Excerpts from location labeling data:
## BEGIN
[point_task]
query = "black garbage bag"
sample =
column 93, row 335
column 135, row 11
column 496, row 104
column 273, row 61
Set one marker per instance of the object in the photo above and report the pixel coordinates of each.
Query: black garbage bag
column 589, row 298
## END
Exercise goal
Please copy every one of the items above word for word, keeping each line in its original order.

Exercise solution
[point_task]
query = "black garbage bag"
sample =
column 93, row 335
column 135, row 11
column 496, row 104
column 273, row 61
Set one marker per instance of the object in the photo above and report the pixel coordinates of each.
Query: black garbage bag
column 589, row 298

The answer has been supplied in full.